**Named-object pointing records**
····················

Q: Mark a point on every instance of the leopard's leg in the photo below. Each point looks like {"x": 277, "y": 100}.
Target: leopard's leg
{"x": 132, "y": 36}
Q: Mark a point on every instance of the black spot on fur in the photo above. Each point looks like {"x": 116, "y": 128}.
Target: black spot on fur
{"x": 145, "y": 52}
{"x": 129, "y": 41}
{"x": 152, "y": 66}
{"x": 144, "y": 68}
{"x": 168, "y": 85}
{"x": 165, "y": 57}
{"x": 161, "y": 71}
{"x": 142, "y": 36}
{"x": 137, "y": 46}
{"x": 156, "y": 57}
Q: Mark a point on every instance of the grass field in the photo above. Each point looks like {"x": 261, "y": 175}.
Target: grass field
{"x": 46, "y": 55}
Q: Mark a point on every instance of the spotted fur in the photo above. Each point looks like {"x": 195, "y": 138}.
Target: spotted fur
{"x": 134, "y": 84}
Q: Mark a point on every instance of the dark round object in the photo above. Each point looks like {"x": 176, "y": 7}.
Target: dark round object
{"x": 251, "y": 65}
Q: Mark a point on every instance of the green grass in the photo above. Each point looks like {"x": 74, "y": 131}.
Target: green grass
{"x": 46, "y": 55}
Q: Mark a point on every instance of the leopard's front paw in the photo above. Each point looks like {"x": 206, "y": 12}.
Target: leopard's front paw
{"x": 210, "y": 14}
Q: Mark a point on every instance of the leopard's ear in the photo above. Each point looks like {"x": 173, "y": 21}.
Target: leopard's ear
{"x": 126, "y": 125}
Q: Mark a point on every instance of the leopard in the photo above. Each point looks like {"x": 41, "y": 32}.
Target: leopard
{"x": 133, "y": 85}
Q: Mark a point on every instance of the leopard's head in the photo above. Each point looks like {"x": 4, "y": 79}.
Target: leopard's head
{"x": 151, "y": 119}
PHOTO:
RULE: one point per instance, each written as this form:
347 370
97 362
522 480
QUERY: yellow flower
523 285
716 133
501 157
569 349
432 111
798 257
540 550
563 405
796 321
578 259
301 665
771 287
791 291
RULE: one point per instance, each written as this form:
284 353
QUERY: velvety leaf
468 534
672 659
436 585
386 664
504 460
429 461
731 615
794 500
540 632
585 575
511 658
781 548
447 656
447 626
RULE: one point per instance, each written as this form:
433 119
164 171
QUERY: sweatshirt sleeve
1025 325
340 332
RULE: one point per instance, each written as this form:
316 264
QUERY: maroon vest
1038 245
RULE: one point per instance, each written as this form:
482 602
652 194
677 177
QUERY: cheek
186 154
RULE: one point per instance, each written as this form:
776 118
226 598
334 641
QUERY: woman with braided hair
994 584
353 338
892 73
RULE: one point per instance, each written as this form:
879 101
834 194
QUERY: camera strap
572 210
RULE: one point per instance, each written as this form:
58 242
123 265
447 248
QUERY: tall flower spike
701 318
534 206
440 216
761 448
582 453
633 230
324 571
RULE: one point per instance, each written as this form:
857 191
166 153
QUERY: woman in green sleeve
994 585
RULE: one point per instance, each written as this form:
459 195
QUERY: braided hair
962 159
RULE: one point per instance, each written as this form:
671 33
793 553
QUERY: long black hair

····················

**REQUEST**
Every line above should be written out again exactly as it stands.

**TASK ANSWER**
Q: Mark a point on every instance of the leopard's leg in the photo below. Each point looks like {"x": 277, "y": 100}.
Target: leopard's leg
{"x": 132, "y": 36}
Q: Mark a point on every instance of the black spot on fur in the photo above. Each point looks like {"x": 116, "y": 128}.
Target: black spot on fur
{"x": 145, "y": 52}
{"x": 129, "y": 41}
{"x": 152, "y": 66}
{"x": 144, "y": 68}
{"x": 168, "y": 85}
{"x": 165, "y": 57}
{"x": 161, "y": 71}
{"x": 142, "y": 36}
{"x": 137, "y": 46}
{"x": 156, "y": 57}
Q: Mark a point on every instance of the grass field in the photo above. Each point looks like {"x": 261, "y": 175}.
Target: grass field
{"x": 46, "y": 55}
Q: Mark a point on every instance of the spotted fur in the photo above. Each point looks like {"x": 195, "y": 138}.
Target: spotted fur
{"x": 134, "y": 84}
Q: Mark a point on every instance of the dark round object in the photo above. Each point looks like {"x": 176, "y": 7}.
Target: dark round object
{"x": 251, "y": 65}
Q: Mark a point on every instance of the green grass in the photo above. Each point looks like {"x": 74, "y": 131}.
Target: green grass
{"x": 46, "y": 55}
Q: Mark a point on every instance of the leopard's front paw in the photo above. Each point looks like {"x": 206, "y": 12}.
Target: leopard's front paw
{"x": 210, "y": 14}
Q: Mark a point on every instance of the leopard's ear in the photo above. Each point looks like {"x": 173, "y": 21}.
Target: leopard's ear
{"x": 126, "y": 125}
Q: Mark a point on every instance of the leopard in the photo above. Each point looks like {"x": 41, "y": 32}.
Target: leopard
{"x": 133, "y": 85}
Q: Mark a point on every instance of the leopard's head in the photo above. Each point looks like {"x": 4, "y": 79}.
Target: leopard's head
{"x": 151, "y": 119}
PHOTO:
RULE: one point per instance, each written as this form:
347 370
97 362
522 480
QUERY: yellow flower
523 285
716 133
501 157
569 349
432 111
798 257
540 550
563 405
796 321
578 259
301 665
771 287
791 291
RULE: one point per instance, each written as this form:
284 353
QUERY: velvety leaf
468 534
672 659
436 585
386 664
504 460
429 461
731 615
794 500
540 632
585 575
511 658
781 548
447 656
447 626
RULE: one point per instance, each written as this form:
433 119
164 171
QUERY: sweatshirt sleeve
1025 325
340 332
RULE: one point per instance, each written as this form:
316 264
QUERY: maroon vest
1038 245
RULE: one point per instance, each written as this form:
482 602
652 194
677 177
QUERY: cheek
186 154
RULE: one point per instance, each written as this form:
776 118
226 598
334 641
QUERY: woman with braided hair
994 584
353 338
892 73
RULE: one point per instance, each written as this form:
879 101
834 194
QUERY: camera strap
572 210
RULE: one point per instance, each written as this form:
58 242
123 265
447 248
QUERY: tall flower spike
701 318
534 206
440 216
761 448
582 453
633 230
324 571
RULE: one point per instance, each written as this form:
857 191
166 153
QUERY: woman in green sleeve
994 585
RULE: one point per instance, each written as this form:
459 195
QUERY: braided hair
962 159
RULE: one point per instance, each written as this form:
671 33
793 553
QUERY: long black hair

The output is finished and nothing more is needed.